> **Exercise tasks**:
a – Please list the four sub-tests that the STAR passage says students in Years 4 to 6 complete.
b – According to the STAR passage, when in the year was the test administered?
c – Extend the STAR passage, picking up right after its final sentence.

** START OF Passage shown **

STAR was designed to supplement the assessments that the teachers make about students' 'close' reading ability in Years 4 to 9 in New Zealand (Elley, 2001). In Years 4 to 6, the test consists of four sub-tests measuring word recognition (decoding of familiar words through identifying a word from a set of words that describe a familiar picture), sentence comprehension (complete sentences by selecting appropriate words), paragraph comprehension (replace words which have been deleted from the text in a 'Cloze' format) and vocabulary range (find a simile for an underlined word). In Years 7 and 8, students complete two more sub-tests, involving understanding the language of advertising (identify emotive words from a series of sentences) and reading different genres or styles of writing (select phrases in paragraphs of different genres which best fits the purpose and style of the writer).

Procedure

At the beginning of the year, the school leaders and researchers developed an intra-school standardised process of administering the test and moderating the accuracy of teacher scoring. This involved standardising the time of testing and creating a system of randomly checking a sample of teachers' marking for accuracy of scoring. Accuracy of scoring was further checked by the research team during data entry and analysis. The STAR was administered as part of schools' normal assessment cycle at the beginning of the school year.

** END OF Passage shown **
** START OF Record set **

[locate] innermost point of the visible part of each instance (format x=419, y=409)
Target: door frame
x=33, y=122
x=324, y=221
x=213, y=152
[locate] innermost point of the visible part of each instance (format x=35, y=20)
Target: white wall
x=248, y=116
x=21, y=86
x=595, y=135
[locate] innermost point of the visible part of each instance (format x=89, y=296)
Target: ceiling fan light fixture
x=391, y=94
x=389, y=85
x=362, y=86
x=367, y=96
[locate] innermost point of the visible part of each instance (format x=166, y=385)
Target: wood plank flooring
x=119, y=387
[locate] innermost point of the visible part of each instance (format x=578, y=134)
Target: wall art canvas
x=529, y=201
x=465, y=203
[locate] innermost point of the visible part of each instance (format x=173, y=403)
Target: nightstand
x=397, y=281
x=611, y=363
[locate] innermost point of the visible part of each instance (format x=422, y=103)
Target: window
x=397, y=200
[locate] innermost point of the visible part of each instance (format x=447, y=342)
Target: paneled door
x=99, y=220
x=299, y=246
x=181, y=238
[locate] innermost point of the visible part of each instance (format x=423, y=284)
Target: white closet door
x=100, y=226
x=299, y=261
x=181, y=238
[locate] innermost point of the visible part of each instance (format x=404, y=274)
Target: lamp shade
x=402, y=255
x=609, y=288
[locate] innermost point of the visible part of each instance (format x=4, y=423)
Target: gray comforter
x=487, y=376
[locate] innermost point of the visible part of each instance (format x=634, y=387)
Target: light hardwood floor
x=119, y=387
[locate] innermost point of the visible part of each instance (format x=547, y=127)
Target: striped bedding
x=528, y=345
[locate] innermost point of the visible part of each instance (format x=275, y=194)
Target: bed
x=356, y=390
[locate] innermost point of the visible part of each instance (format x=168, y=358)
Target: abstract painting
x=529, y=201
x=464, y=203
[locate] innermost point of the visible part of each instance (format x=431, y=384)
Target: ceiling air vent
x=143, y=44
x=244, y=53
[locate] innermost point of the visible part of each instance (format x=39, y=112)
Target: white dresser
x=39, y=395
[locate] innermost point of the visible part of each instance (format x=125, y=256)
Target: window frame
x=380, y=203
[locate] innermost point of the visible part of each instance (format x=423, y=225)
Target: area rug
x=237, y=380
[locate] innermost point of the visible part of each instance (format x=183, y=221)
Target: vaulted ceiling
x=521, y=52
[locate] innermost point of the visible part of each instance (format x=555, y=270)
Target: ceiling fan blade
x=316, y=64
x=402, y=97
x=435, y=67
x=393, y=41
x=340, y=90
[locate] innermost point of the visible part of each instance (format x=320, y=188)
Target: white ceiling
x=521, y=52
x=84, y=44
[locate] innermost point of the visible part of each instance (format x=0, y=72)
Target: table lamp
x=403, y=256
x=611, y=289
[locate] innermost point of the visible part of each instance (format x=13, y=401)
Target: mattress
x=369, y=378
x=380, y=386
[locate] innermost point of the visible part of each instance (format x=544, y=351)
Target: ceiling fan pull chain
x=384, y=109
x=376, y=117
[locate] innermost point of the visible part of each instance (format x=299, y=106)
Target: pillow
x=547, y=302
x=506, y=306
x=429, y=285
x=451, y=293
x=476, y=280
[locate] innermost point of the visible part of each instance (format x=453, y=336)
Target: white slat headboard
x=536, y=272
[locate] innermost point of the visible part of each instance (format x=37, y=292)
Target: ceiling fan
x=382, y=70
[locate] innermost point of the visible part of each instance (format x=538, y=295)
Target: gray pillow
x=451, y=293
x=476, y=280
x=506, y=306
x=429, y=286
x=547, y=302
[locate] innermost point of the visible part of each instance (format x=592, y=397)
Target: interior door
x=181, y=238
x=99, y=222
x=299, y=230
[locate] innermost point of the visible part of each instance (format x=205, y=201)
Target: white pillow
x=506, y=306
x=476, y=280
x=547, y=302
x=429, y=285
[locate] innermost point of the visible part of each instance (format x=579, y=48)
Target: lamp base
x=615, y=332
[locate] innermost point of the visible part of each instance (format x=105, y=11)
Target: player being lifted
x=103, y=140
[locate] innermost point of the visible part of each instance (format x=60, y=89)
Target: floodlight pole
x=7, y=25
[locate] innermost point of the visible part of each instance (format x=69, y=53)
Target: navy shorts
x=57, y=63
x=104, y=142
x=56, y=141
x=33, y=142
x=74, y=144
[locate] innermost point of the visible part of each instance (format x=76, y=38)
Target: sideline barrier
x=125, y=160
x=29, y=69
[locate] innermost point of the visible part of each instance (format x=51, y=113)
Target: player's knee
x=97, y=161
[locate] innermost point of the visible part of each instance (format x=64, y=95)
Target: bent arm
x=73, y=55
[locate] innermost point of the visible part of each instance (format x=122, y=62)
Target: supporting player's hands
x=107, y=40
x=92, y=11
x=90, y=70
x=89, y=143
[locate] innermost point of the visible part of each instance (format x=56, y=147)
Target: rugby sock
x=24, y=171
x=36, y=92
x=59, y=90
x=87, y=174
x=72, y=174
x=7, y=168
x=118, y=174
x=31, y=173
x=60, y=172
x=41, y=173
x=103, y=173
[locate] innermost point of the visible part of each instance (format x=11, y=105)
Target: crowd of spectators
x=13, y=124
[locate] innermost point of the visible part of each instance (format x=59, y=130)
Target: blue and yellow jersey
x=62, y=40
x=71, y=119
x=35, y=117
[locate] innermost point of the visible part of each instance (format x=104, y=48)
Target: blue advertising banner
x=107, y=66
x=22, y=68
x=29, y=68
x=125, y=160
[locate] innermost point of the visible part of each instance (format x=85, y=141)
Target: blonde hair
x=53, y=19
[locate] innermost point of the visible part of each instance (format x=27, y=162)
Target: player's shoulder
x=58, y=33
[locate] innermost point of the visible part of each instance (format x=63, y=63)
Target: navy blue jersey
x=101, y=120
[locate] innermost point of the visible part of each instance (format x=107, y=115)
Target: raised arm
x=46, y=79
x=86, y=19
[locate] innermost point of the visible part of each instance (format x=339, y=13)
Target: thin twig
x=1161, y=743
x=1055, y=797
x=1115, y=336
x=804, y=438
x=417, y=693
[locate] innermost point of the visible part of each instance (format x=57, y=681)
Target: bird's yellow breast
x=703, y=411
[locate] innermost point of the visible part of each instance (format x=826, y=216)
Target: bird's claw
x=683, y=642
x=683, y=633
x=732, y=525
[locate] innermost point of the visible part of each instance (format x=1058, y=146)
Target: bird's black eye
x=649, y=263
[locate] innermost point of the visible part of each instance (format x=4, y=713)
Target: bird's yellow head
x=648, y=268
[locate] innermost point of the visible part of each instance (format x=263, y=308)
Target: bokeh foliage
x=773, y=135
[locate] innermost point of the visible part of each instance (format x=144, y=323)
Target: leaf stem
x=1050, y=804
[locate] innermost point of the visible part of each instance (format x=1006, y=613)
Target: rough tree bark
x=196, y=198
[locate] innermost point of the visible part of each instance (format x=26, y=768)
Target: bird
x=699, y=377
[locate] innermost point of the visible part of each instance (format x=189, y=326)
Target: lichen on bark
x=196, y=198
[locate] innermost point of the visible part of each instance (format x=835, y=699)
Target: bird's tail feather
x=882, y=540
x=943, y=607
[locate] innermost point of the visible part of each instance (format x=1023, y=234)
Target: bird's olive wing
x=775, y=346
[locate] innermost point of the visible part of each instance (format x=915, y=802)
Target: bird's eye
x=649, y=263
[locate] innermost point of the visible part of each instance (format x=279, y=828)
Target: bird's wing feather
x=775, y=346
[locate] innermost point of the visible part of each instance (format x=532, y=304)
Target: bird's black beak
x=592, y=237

** END OF Record set **

> **Exercise answers**:
a – Word recognition, sentence comprehension, paragraph comprehension, vocabulary range

b – At the beginning of the school year, as part of the schools' normal assessment cycle.

c –
Classroom Observations. Systematic classroom observations were carried out by the research team. These were designed to provide a sample of how features of teaching and learning might map on to the achievement data. Observations using diary and audio recording procedures were carried out in 16 classrooms in seven schools from Year 4 through to Year 8, (including one bilingual Samoan classroom). Classroom instruction was observed for 40-60 minutes during the usually scheduled core reading session, within which the teaching and learning of reading comprehension occurred. Class sizes generally ranged from 21-26 students. Discussions with teachers also provided an important level of professional reflection. Specific details from these observations are reported further in the paper when the student achievement profiles are discussed.

Observations revealed that the general reading programme was similar in most classes. A whole class activity typically was followed by group work, with the (2-5) groups organised by ability level. Typically the whole class activity involved the teacher introducing and sharing a text, over about 20 minutes. For the following (up to) 40 minutes, small group activities occurred, included text study and analysis (such as study of plot or character in narrative texts, and extracting and using information in informational texts), specific group or paired forms of instructional / guided reading (such as 'reciprocal teaching'), and individual or group project work (such as developing taxonomies of categories in science topics). Typically, the teacher worked with two groups over this time period and held conferences on the run with other groups.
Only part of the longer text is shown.